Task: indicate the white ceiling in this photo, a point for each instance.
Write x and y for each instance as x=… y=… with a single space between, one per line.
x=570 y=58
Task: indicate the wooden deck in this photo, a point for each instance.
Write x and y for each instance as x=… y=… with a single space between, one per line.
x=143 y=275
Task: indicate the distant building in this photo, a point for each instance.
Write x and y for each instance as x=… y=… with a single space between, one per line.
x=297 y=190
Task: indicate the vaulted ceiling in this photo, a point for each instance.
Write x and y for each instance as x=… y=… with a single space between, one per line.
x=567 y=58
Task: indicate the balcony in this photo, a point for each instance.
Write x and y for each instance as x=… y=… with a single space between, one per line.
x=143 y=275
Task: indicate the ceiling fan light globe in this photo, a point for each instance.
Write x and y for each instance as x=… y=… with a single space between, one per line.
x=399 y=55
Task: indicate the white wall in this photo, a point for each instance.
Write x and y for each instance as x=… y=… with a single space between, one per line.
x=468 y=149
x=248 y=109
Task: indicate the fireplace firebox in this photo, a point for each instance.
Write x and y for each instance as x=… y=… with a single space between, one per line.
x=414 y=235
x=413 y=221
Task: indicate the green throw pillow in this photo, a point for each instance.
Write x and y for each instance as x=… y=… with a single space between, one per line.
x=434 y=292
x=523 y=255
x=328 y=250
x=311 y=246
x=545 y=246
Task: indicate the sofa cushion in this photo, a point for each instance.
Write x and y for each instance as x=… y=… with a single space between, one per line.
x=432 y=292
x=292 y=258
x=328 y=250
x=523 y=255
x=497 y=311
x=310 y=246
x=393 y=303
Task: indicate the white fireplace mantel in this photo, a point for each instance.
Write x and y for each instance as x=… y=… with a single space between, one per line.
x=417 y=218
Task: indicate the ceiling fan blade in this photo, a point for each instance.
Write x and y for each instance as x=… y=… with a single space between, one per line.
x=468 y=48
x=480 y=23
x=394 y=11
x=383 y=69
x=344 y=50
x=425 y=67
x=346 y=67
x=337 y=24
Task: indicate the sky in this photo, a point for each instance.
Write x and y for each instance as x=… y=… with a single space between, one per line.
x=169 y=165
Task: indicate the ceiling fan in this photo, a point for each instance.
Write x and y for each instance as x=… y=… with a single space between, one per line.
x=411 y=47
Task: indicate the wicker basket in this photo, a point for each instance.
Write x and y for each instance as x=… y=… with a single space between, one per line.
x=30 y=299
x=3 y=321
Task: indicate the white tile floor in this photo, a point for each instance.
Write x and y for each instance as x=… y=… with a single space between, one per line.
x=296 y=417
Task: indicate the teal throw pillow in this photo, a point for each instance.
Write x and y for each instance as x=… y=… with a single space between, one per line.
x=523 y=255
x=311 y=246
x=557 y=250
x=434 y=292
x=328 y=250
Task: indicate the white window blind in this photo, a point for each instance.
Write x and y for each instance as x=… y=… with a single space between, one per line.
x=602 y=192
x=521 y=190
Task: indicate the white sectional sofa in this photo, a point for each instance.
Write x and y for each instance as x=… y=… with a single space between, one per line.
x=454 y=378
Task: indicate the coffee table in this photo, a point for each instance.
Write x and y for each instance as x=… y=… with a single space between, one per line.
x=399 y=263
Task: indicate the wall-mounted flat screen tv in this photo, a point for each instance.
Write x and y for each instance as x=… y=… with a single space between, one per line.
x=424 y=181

***

What to do
Rewrite the items above from the line containing "Task: indicate the sofa" down to the line containing "x=393 y=303", both included, with their requests. Multiply every x and y coordinate in the answers by 1.45 and round to whole numbers, halves up, and return only those lines.

The result
Task: indicate the sofa cushion in this photo, a point for each instance.
Write x and y for each instance as x=… y=… with a single space between, one per line.
x=626 y=423
x=423 y=374
x=476 y=363
x=758 y=370
x=721 y=451
x=450 y=357
x=570 y=439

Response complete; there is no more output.